• [Consigne]: Pouvez-vous recopier à l'identique les lignes des données qui vont de celle contenant "[trace] every instance of the tree fern frond" à celle contenant "87), (134, 76)]]", ces deux lignes comprises ?

# # # # # # #

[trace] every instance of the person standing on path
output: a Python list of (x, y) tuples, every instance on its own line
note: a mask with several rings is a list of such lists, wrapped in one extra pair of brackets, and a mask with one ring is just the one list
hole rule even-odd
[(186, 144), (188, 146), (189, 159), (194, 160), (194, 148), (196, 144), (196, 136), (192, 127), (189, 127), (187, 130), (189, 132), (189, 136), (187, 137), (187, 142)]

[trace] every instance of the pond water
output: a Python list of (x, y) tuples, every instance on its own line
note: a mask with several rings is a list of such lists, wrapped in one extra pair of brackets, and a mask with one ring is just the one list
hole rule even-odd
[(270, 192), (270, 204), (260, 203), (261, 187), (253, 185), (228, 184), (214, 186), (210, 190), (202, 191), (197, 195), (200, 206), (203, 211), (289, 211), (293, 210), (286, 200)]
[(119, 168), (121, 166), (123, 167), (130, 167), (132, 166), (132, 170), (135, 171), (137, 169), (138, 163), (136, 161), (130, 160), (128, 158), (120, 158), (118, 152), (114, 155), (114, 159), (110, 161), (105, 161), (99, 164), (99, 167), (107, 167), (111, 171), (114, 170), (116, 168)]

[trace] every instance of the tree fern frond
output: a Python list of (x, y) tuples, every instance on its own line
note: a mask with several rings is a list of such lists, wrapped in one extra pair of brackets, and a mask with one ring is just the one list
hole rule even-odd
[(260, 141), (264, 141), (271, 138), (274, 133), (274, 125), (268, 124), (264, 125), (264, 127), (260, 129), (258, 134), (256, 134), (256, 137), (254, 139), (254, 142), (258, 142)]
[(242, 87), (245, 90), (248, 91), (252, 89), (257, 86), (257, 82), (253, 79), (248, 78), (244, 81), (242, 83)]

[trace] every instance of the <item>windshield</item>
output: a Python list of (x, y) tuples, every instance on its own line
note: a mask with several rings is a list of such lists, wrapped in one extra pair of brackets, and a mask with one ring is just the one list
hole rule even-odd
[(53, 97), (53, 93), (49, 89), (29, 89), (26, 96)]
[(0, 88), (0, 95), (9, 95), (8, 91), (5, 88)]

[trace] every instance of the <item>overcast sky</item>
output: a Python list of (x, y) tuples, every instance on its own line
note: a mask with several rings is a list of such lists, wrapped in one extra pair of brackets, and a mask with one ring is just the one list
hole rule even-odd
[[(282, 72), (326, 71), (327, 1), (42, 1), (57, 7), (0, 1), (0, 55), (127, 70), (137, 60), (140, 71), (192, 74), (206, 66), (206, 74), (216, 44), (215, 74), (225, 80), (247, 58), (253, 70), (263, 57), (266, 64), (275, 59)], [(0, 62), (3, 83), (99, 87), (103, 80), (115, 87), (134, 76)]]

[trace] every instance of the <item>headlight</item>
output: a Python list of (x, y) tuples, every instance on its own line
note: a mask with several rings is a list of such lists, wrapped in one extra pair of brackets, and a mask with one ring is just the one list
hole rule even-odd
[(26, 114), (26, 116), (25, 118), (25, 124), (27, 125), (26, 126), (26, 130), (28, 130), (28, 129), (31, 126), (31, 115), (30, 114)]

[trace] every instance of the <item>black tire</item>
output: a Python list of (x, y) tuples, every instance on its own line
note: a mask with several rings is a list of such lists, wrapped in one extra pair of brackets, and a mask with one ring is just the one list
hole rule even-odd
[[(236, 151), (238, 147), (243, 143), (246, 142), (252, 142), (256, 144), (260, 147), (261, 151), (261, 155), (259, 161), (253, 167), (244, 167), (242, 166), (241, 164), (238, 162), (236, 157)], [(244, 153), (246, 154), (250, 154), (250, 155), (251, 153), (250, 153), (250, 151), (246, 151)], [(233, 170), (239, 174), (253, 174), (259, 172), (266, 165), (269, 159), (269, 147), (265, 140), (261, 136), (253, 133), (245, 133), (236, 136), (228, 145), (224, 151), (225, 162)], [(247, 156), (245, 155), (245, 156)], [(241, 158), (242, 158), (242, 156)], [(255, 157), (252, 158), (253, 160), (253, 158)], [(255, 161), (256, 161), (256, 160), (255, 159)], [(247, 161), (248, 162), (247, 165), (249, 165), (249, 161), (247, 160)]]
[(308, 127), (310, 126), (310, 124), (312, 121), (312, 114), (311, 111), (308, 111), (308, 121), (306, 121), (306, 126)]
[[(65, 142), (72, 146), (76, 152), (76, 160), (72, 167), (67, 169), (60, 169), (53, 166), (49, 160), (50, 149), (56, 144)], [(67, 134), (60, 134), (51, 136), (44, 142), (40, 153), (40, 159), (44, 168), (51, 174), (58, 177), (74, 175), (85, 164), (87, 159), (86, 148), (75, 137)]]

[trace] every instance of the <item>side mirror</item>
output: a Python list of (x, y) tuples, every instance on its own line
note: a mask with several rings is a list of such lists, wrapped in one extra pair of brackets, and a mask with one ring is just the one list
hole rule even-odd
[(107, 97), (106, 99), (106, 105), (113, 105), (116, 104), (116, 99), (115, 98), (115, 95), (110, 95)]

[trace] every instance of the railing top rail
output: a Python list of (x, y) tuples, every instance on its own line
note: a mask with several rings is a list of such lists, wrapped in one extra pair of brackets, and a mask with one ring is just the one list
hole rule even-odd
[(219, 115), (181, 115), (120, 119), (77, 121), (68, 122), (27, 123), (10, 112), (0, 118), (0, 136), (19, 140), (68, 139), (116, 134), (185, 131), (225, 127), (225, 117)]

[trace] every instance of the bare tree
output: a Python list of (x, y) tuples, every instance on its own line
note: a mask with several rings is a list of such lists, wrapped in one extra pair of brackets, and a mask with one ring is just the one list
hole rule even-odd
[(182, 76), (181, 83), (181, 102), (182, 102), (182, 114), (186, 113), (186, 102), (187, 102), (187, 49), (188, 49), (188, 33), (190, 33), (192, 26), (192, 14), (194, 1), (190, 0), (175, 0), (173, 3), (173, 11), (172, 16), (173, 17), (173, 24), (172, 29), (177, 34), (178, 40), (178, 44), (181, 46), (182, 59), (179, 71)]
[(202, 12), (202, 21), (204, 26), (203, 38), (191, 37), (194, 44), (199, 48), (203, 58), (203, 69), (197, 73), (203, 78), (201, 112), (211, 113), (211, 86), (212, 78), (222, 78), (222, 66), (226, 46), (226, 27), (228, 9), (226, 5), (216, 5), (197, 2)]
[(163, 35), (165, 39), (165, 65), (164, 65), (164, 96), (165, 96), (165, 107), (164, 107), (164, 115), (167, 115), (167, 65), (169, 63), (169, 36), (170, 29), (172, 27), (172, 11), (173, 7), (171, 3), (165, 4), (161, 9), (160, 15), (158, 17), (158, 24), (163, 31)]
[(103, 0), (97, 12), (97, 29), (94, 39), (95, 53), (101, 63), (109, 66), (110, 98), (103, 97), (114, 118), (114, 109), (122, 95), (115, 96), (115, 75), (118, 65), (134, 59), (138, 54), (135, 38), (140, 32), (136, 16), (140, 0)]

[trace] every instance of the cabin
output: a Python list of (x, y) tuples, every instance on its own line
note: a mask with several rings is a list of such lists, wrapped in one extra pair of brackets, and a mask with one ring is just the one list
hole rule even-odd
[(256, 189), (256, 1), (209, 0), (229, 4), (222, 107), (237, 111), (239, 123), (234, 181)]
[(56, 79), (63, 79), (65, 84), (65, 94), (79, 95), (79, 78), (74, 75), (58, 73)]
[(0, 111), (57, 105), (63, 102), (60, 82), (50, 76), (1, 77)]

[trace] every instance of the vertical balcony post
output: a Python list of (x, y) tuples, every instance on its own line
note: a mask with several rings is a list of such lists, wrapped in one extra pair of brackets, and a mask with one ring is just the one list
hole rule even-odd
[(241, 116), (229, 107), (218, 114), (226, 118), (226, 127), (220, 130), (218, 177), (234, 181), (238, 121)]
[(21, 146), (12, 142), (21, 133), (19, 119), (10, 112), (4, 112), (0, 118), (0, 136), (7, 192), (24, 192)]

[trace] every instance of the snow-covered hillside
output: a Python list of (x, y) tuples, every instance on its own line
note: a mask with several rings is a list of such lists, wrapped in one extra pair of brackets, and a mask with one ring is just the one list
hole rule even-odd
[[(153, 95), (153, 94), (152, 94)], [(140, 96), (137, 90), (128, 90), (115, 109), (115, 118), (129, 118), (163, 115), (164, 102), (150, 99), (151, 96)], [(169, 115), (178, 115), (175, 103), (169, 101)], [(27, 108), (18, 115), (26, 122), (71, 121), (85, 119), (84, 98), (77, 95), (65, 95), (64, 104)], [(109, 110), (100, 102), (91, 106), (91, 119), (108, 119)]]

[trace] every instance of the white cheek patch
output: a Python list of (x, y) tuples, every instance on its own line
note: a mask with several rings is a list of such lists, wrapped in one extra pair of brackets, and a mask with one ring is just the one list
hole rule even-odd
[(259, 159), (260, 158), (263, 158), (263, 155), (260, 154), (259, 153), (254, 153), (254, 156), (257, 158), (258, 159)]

# # # # # # #

• [Réponse attendue]:
[trace] every instance of the tree fern frond
output: a Python list of (x, y) tuples, every instance on its own line
note: a mask with several rings is a list of such lists, wrapped in one extra pair of brackets, and a mask with one ring is just the one list
hole rule even-odd
[(260, 141), (264, 141), (271, 138), (274, 133), (274, 125), (268, 124), (264, 125), (264, 127), (260, 129), (258, 134), (256, 134), (256, 137), (254, 139), (254, 142), (258, 142)]
[(242, 87), (245, 90), (248, 91), (252, 89), (257, 86), (257, 82), (253, 79), (248, 78), (244, 81), (242, 83)]

[trace] every instance of the <item>windshield</item>
output: a Python list of (x, y) tuples, every instance on its own line
note: a mask with several rings is a list of such lists, wrapped in one extra pair of brackets, and a mask with one ring is just the one list
hole rule even-odd
[(53, 97), (53, 93), (49, 89), (29, 89), (26, 96)]
[(0, 88), (0, 95), (9, 95), (8, 91), (5, 88)]

[trace] every instance of the <item>overcast sky</item>
output: a Python list of (x, y) tuples, every instance on its own line
note: a mask with several rings is a list of such lists, wrapped in one extra pair of brackets, and a mask with one ring is just the one list
hole rule even-odd
[[(282, 72), (326, 71), (327, 1), (42, 1), (57, 7), (0, 1), (0, 55), (127, 70), (137, 60), (140, 71), (192, 74), (206, 66), (206, 74), (216, 44), (215, 74), (225, 80), (247, 58), (253, 70), (263, 57), (266, 64), (275, 59)], [(0, 62), (3, 83), (99, 87), (103, 80), (115, 87), (134, 76)]]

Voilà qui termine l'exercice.